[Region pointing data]

• • • • • • •

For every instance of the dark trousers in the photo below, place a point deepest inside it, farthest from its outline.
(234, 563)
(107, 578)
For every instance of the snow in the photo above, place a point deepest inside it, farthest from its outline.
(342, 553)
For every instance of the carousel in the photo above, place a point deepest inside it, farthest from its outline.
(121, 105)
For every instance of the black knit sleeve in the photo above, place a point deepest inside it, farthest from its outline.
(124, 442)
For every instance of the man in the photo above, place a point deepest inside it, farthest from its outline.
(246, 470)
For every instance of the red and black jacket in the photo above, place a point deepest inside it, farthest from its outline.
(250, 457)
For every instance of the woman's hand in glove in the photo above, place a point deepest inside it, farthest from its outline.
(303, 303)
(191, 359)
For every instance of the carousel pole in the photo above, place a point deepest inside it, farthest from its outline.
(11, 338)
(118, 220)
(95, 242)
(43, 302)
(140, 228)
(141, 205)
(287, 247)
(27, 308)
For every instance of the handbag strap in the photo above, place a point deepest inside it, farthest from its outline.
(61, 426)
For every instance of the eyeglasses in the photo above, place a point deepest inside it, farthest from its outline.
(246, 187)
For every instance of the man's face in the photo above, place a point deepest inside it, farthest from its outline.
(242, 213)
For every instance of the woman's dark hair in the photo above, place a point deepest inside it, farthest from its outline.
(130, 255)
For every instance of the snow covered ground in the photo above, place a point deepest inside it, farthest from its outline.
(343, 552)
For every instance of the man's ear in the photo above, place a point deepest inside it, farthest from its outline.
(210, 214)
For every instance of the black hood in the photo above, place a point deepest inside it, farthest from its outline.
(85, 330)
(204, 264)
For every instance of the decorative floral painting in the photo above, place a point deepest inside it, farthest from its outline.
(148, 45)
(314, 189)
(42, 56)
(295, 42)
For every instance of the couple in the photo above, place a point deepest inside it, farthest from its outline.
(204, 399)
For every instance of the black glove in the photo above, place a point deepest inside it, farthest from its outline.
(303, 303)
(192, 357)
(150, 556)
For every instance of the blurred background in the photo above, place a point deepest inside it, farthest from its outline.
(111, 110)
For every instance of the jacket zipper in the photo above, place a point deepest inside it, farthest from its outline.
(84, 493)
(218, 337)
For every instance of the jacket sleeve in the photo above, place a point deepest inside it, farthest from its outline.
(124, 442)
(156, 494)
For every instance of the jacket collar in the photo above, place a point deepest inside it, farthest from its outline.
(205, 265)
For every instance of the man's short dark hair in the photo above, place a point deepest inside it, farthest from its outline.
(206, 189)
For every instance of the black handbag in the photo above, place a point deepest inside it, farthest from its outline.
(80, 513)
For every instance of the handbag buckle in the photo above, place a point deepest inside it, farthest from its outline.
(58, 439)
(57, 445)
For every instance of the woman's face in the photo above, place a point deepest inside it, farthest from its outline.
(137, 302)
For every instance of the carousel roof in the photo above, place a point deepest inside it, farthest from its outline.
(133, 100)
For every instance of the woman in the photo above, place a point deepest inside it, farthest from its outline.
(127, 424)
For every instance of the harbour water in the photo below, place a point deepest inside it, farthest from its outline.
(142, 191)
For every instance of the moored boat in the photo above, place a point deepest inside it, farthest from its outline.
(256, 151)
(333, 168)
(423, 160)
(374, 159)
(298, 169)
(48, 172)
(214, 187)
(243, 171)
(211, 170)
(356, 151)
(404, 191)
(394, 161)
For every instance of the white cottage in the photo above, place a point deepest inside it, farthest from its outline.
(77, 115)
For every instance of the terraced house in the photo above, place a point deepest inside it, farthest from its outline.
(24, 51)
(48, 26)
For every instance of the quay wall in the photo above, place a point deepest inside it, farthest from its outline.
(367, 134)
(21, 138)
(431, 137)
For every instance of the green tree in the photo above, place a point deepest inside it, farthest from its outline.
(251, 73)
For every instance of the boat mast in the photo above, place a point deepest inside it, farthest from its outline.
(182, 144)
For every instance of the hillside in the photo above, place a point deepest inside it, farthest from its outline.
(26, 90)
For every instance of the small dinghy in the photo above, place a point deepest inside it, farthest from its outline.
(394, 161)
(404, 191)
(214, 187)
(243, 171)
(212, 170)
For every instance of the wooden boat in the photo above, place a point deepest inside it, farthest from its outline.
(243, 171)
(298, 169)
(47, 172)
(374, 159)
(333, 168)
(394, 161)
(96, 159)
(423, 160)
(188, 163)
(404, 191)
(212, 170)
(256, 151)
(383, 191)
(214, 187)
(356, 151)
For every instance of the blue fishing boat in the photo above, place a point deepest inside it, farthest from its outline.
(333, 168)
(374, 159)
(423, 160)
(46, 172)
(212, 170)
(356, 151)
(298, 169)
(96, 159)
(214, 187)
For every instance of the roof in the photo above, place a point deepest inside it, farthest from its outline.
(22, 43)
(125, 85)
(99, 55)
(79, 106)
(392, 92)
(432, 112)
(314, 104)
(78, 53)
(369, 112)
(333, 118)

• • • • • • •

## TASK PROMPT
An exact copy of every entry is what is needed here.

## TASK RESULT
For every instance of the dark trousers in the photo below, place a point deepest inside it, farthest from its outline.
(234, 563)
(107, 578)
For every instance of the snow in the photo above, place a point deepest inside it, farthest from its outline.
(342, 553)
For every instance of the carousel in the photo above, place a point deepest inside it, farthest from its outline.
(121, 105)
For every instance of the black knit sleeve in the photo above, place a point deepest inside it, farthest from its outline.
(124, 442)
For every instance of the man in the photo above, place a point deepest inside it, farthest from its outline.
(246, 470)
For every instance of the red and black jacket in the photo above, place a point deepest inside it, farthest from its outline.
(250, 457)
For every instance of the woman's hand in glove in the photo above, place a point deepest inside it, farthest from its outline.
(303, 303)
(191, 359)
For every instance of the carousel pole in the photo above, place a point deepest inside it, farthest from its outline.
(11, 338)
(118, 220)
(95, 242)
(43, 302)
(140, 228)
(141, 205)
(287, 247)
(27, 308)
For every instance of the handbag strap in the photo above, place a point deepest inside it, farthest from its outline.
(61, 426)
For every instance of the eyeglasses in the photo above, place a point deepest inside it, farthest from its outline.
(246, 187)
For every instance of the man's face in the photo above, place a point deepest inside it, farthest from its outline.
(242, 213)
For every instance of the woman's dark hair in the photo above, place a point deepest inside it, farthest from its outline.
(130, 255)
For every instance of the snow covered ground in the photo above, place a point deepest inside it, farthest from its outline.
(343, 552)
For every instance of the man's ear in the photo above, place a point deepest inside it, farthest from its outline.
(210, 214)
For every instance of the black hood in the photo above, place a point deepest inside it, farthest from its outline.
(85, 330)
(204, 264)
For every instance of the decorative floral painting in the photo above, place a point deepest inside it, farthest from its outline.
(148, 45)
(314, 189)
(42, 56)
(295, 42)
For every instance of the couple in the photo above, place a point deepest inside it, farthest from its outline.
(204, 399)
For every instance of the black glove in the photo above, place a point deepest inside it, farthest from its outline.
(303, 303)
(192, 357)
(150, 556)
For every instance of the blurred background in the photo above, place a point deepest inside it, farthest from its outline.
(111, 110)
For every instance of the jacket zipper in the photo above, place a point deepest inside it, farthest from its outline.
(84, 493)
(218, 337)
For every instance of the jacket sleeve in the photo above, place a point deepest inside it, farthest from its outline.
(124, 442)
(156, 494)
For every instance of the jacket collar in the photo above, place a point deepest inside it, farthest from its outline.
(205, 265)
For every instance of the man's short dark hair in the photo above, place a point deepest inside it, farthest from its outline.
(206, 189)
For every instance of the black handbag in the photo above, place a point deepest inside it, farthest from its outline.
(80, 513)
For every instance of the handbag buckle in the photo above, place a point deepest inside it, farthest from its outline.
(58, 439)
(57, 445)
For every instance of the woman's face in the photo above, place a point deepest inside it, farthest from its outline.
(137, 302)
For every instance of the carousel roof in the photo above, place a point deepest inside it, farthest from its outline.
(133, 100)
For every instance of the woman in the photo above, place a point deepest inside it, farthest from its outline.
(127, 424)
For every instance of the harbour water in the photo below, place a point deepest inside it, farthest from its outline.
(142, 191)
For every instance of the moored boat in the photo above, place a point deepest inside it, farthest from its outline.
(256, 151)
(333, 168)
(423, 160)
(374, 159)
(298, 169)
(48, 172)
(214, 187)
(243, 171)
(211, 170)
(356, 151)
(404, 191)
(394, 161)
For every instance of the white cottage in the photo above, place a point deepest inside it, farthest from its outline.
(77, 115)
For every instance of the terraced house in the photo above, place a point deepest inside it, farthest from its outline.
(24, 51)
(48, 26)
For every instance of the quay wall in the photo above, place a point deepest inside it, farthest from its outline.
(367, 134)
(21, 138)
(431, 137)
For every instance of the green tree in the photo above, place a point deepest inside it, farthest from its outline.
(251, 73)
For every instance of the boat mast in the photo above, place a point deepest inside it, farthest from its outline.
(182, 144)
For every instance of the hillside in the photo above, place a point deepest inside it, farthest from its outline.
(26, 90)
For every instance of the small dinghy in the photo above, place a point deepest inside it, farthest from its outline.
(394, 161)
(404, 191)
(214, 187)
(243, 171)
(212, 170)
For every instance of the wooden boat in the photo above, place a point deepest inside it, farthest from its outline.
(243, 171)
(298, 169)
(47, 172)
(374, 159)
(333, 168)
(394, 161)
(96, 159)
(423, 160)
(188, 163)
(404, 191)
(212, 170)
(256, 151)
(383, 191)
(214, 187)
(356, 151)
For every instance of the blue fishing boat in the photo above, place a point deepest inside it, farthest from its outline.
(333, 168)
(374, 159)
(423, 160)
(46, 172)
(212, 170)
(356, 151)
(298, 169)
(96, 159)
(214, 187)
For every instance of the roof in the photo above, place a point deepest inside it, farthest from its outline.
(22, 43)
(125, 85)
(99, 55)
(79, 106)
(392, 92)
(432, 112)
(314, 104)
(78, 53)
(369, 112)
(333, 118)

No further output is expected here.